### WORK ORDER
Print the stretch from "Don’t get scared" through "can do that." of the text on market drops, word for word.

*** PAGE TEXT ***

Don’t get scared when the market tumbles. Better yet, don’t even pay attention.
Have you ever looked at a long term chart of the Dow Jones?
At the time of a major decline, you might feel like the world is collapsing. However, building wealth is a long term game. Those road bumps really look like smooth treks of road from high above.
That’s where you should live – high above in the clouds. From high above, you can’t see those tiny road bumps.
When you’re building wealth, you will lose 10% or 20% in a year. If you panic and sell, you’ll be relying on your ability to time the market.
Nobody can do that.
Related Reading: Million Dollar Retirement Account: 8 Secrets You Might Not Know
Instead, stick it out. Everyone knows someone who took their money out of the market during the Great Recession. Guess what? Those people lost oodles of money when the market roared back with vengeance.
I’ve experienced this myself, but I didn’t eject myself from the market. In my portfolio, I currently have a stock which is down over 90%. That means I’ve “lost” almost 90% of the money I put into it.
Each time that stock has decreased greatly, I purchased more – because I believe in the industry the company operates in. Do I like watching money burn? No, but you only lose money if you sell.
Like many of these other principles of the future millionaire, make principled decisions. Take your time. If you notice a certain trend in world markets, evaluate it. Don’t make a compulsive decision and hurt your financial future in the process.

*** End of PAGE TEXT ***
*** DATASET ***

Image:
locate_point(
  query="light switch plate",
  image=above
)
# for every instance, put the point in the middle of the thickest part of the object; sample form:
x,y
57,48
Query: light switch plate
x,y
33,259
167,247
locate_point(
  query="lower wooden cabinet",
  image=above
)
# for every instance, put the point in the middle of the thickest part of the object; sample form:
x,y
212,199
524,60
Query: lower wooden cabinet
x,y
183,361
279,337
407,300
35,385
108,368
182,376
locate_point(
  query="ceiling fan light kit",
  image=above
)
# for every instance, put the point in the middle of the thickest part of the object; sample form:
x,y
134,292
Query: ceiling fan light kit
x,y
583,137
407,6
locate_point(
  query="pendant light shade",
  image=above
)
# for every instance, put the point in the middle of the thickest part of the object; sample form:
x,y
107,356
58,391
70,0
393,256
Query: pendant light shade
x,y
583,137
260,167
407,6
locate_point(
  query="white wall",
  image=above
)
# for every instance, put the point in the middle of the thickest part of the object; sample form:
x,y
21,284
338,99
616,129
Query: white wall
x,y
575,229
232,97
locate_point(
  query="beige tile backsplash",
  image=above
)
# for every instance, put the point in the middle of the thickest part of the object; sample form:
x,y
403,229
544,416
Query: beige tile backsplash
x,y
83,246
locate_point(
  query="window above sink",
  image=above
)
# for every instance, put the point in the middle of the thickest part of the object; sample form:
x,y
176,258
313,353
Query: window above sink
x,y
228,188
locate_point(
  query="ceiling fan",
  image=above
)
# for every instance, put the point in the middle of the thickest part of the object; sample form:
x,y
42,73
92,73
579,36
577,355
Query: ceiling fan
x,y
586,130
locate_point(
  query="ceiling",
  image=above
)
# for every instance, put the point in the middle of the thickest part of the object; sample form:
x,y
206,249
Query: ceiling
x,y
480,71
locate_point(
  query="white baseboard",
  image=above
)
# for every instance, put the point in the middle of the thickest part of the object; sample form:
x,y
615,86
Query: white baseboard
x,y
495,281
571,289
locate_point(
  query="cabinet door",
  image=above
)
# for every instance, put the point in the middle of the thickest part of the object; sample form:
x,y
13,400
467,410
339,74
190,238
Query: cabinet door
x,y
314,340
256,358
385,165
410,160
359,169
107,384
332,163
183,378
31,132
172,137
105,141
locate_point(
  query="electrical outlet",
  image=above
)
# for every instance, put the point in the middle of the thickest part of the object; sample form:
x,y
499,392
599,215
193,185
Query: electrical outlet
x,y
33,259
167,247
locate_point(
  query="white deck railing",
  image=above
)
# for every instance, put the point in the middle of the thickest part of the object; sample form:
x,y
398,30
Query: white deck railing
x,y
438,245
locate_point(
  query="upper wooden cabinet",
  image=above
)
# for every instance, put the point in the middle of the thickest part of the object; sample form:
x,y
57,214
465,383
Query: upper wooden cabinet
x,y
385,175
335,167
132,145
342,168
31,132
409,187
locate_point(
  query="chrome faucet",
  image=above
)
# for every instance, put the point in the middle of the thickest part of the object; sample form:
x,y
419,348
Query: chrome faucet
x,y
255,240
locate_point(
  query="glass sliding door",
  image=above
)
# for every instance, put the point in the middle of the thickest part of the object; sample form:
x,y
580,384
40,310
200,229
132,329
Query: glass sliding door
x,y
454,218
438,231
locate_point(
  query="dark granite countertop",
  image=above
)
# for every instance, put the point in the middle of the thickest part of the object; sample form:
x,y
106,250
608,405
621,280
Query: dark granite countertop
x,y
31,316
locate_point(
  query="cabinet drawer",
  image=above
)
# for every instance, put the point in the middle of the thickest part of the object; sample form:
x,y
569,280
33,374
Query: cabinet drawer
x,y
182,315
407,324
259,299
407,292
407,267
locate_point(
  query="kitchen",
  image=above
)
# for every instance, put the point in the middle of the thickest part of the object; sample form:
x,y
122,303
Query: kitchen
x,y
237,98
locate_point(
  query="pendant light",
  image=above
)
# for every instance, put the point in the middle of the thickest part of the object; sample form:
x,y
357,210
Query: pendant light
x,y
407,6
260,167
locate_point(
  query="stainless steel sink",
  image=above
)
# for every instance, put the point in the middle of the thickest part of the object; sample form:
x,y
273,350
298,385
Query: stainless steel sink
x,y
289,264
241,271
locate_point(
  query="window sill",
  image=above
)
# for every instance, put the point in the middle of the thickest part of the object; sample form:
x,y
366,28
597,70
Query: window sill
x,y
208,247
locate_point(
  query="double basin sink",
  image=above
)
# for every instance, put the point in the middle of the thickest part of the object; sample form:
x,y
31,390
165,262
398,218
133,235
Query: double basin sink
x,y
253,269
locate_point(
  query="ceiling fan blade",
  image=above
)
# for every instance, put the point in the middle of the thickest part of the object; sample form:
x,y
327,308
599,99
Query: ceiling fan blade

*** End of DATASET ***

### RESPONSE BELOW
Don’t get scared when the market tumbles. Better yet, don’t even pay attention.
Have you ever looked at a long term chart of the Dow Jones?
At the time of a major decline, you might feel like the world is collapsing. However, building wealth is a long term game. Those road bumps really look like smooth treks of road from high above.
That’s where you should live – high above in the clouds. From high above, you can’t see those tiny road bumps.
When you’re building wealth, you will lose 10% or 20% in a year. If you panic and sell, you’ll be relying on your ability to time the market.
Nobody can do that.